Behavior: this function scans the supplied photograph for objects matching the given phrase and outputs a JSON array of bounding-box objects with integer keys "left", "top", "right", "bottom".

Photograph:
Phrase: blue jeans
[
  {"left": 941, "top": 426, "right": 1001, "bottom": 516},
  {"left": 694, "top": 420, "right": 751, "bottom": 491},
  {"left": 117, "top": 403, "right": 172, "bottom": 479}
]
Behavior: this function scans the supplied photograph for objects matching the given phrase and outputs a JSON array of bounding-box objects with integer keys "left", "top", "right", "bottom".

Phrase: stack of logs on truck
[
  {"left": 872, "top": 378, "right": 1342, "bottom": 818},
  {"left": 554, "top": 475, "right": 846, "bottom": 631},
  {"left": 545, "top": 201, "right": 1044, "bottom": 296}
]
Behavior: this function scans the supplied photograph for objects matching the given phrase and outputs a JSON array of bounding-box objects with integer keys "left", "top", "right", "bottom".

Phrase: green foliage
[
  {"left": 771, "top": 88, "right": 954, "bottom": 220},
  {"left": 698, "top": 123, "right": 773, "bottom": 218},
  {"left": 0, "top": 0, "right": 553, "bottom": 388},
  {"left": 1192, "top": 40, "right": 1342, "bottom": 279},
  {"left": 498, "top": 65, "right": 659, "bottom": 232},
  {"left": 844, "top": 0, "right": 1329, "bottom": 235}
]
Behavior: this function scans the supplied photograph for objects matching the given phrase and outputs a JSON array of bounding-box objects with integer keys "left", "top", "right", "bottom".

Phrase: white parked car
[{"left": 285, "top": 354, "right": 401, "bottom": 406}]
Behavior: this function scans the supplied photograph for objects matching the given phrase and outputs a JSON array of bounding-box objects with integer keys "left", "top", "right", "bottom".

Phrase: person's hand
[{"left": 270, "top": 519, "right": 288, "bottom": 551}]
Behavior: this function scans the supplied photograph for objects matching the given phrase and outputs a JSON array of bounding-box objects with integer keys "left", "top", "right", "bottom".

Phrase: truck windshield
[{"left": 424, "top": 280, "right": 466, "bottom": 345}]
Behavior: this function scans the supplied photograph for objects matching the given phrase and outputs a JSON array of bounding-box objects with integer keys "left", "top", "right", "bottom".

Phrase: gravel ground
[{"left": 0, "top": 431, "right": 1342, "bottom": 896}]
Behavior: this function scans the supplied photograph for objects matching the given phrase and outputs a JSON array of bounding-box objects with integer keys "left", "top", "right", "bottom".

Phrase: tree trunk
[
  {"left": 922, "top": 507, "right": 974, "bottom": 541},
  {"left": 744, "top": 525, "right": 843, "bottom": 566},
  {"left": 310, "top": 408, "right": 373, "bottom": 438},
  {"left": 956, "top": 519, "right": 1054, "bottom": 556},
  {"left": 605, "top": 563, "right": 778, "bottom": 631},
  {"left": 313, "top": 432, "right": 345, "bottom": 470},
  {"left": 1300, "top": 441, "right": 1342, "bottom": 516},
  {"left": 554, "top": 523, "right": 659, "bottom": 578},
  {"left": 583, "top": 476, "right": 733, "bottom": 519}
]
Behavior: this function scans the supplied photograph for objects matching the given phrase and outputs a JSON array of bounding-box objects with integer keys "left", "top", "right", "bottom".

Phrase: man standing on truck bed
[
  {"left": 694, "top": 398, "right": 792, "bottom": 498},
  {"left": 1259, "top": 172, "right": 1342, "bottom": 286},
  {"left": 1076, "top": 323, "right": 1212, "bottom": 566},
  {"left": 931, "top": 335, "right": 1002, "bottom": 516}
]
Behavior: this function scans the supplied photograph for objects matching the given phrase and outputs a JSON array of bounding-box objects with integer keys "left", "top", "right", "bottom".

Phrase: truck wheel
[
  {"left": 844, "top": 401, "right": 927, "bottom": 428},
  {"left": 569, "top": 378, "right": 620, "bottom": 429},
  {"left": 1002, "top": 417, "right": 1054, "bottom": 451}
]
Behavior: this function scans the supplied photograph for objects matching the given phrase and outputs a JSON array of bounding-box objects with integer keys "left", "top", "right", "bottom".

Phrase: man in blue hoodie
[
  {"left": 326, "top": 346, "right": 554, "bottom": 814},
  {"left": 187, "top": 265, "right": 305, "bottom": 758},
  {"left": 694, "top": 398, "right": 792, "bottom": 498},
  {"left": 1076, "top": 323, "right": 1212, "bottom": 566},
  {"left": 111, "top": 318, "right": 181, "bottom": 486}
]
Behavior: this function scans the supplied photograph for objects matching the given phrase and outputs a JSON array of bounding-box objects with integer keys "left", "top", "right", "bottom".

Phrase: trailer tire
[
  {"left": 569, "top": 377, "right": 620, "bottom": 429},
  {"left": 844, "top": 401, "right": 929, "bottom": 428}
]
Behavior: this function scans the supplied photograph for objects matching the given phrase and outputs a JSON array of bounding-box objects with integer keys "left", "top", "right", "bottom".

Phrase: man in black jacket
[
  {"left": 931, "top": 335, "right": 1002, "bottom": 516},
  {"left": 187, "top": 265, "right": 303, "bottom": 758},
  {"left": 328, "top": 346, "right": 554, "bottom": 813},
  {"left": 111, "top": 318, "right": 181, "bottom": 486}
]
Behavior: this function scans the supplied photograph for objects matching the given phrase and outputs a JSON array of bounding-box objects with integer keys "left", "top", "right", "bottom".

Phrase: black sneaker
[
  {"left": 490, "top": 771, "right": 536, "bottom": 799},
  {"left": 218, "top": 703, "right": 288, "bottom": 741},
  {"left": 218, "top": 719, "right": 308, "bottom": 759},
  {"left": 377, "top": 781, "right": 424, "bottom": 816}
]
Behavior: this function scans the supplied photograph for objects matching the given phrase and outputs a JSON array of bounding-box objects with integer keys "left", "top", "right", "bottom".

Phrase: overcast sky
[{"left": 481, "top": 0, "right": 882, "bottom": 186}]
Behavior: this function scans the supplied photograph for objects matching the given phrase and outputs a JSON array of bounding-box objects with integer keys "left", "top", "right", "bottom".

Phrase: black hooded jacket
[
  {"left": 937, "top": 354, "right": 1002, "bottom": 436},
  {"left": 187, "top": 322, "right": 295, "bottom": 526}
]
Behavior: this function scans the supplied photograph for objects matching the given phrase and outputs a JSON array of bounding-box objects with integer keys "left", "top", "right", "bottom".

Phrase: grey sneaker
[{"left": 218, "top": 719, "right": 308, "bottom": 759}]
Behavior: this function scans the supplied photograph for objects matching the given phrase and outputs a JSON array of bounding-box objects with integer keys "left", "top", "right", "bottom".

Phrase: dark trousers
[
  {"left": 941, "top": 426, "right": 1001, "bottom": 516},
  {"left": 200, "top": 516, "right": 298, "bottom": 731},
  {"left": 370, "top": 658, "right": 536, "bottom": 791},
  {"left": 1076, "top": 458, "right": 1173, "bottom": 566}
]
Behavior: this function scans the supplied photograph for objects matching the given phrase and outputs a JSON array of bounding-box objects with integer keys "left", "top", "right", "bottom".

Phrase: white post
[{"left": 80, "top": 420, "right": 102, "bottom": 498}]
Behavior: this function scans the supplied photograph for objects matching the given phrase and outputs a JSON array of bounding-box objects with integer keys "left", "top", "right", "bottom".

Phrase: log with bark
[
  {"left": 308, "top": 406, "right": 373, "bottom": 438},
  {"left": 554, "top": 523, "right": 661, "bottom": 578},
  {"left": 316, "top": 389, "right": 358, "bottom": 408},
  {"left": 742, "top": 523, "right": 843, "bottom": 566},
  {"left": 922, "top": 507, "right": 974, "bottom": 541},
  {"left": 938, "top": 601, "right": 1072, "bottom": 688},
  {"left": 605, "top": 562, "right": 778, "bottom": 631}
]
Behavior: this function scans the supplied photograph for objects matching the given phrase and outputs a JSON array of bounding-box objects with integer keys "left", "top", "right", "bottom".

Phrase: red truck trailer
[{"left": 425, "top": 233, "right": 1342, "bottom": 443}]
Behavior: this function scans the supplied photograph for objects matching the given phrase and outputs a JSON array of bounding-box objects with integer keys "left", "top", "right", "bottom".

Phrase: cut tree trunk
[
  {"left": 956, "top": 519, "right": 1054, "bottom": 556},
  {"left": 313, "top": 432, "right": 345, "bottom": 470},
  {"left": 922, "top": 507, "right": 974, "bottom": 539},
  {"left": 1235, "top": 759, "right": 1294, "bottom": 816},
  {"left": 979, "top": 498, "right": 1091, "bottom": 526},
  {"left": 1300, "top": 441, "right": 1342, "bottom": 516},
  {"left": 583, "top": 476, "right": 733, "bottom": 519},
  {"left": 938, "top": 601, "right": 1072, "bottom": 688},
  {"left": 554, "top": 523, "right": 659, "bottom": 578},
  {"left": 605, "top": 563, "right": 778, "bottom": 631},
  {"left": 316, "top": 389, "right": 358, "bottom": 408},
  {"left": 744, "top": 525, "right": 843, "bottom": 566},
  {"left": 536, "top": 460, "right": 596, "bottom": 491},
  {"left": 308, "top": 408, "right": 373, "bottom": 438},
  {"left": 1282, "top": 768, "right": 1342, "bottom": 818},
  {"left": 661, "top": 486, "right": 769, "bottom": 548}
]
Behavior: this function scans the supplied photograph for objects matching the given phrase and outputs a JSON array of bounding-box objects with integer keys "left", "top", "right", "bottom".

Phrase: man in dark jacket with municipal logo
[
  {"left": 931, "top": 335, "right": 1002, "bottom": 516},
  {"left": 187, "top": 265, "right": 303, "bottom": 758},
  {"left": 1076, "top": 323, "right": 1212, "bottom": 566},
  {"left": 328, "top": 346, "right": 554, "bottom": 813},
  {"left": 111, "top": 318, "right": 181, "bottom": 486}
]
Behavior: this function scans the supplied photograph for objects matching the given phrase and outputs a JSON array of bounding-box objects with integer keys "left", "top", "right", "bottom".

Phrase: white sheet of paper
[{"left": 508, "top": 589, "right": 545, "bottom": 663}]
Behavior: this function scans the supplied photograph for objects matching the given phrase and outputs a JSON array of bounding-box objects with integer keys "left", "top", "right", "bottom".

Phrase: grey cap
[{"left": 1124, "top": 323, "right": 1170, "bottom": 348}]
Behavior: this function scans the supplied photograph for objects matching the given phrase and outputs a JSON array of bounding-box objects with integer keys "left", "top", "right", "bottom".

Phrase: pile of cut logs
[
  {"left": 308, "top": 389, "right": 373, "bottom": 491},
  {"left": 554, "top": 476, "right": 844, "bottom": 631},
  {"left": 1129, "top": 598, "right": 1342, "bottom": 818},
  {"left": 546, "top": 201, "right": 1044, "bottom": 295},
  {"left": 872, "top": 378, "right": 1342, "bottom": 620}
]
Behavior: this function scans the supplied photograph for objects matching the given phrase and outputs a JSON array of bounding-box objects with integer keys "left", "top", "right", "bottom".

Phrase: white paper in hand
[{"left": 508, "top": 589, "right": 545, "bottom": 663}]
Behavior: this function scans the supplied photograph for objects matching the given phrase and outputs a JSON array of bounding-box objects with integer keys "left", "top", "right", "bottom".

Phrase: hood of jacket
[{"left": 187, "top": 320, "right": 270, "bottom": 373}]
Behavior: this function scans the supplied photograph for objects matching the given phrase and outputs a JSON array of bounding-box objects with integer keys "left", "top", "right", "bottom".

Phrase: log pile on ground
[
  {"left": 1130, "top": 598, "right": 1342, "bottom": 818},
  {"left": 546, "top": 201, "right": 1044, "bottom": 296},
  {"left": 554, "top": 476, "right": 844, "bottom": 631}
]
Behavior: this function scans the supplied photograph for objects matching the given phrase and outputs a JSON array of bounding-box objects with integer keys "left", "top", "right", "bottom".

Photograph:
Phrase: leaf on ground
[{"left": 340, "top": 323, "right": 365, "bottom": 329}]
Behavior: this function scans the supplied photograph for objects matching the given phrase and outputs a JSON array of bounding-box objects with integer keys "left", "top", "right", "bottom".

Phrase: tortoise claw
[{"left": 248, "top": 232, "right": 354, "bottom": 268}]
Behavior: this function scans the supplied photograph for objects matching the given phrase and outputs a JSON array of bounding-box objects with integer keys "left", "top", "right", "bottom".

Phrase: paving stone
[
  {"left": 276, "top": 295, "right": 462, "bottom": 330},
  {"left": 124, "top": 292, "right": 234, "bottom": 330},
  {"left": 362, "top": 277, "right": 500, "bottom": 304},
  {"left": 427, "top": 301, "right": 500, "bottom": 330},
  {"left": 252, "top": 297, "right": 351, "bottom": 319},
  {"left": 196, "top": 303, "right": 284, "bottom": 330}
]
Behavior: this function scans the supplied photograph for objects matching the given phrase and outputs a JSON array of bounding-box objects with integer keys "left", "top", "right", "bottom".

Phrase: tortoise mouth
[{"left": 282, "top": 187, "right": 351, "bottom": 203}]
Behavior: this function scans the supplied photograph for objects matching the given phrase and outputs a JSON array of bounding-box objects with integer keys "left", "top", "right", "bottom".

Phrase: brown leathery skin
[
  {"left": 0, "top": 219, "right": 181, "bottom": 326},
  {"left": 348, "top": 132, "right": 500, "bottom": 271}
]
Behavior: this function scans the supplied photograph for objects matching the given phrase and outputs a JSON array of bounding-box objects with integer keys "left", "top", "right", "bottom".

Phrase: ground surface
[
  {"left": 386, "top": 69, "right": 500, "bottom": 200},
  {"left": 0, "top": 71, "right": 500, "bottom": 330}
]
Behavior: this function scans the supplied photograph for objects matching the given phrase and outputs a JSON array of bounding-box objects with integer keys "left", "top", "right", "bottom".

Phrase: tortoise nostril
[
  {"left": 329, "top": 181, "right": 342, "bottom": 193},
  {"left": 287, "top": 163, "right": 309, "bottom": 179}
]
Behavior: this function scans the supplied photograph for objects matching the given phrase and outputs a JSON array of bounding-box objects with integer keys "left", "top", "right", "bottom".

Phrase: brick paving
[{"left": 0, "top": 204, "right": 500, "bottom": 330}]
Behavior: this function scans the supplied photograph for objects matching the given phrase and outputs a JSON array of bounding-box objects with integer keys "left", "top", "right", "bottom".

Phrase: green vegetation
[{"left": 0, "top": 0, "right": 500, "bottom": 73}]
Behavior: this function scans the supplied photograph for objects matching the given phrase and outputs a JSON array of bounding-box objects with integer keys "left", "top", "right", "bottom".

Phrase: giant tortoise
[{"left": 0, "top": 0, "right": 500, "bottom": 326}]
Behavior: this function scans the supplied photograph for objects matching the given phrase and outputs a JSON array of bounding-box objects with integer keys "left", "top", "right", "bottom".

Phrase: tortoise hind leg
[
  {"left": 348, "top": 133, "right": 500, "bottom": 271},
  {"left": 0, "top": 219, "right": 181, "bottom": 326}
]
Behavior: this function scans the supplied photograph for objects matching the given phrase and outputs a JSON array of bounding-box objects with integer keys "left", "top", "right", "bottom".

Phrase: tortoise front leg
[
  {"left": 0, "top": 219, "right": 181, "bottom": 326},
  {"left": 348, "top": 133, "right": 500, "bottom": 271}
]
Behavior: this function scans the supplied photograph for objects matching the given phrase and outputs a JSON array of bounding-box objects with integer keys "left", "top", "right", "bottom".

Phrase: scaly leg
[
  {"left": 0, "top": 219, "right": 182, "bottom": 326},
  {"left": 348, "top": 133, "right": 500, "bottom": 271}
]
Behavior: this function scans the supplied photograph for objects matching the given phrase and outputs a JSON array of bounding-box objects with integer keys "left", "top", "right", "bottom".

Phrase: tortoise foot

● ● ● ● ● ● ●

> _What is asked_
Gather every line from the records above that contains the word "pile", treating case as significant.

> _Solution_
Phrase: pile of cut logs
Phrase: log pile on ground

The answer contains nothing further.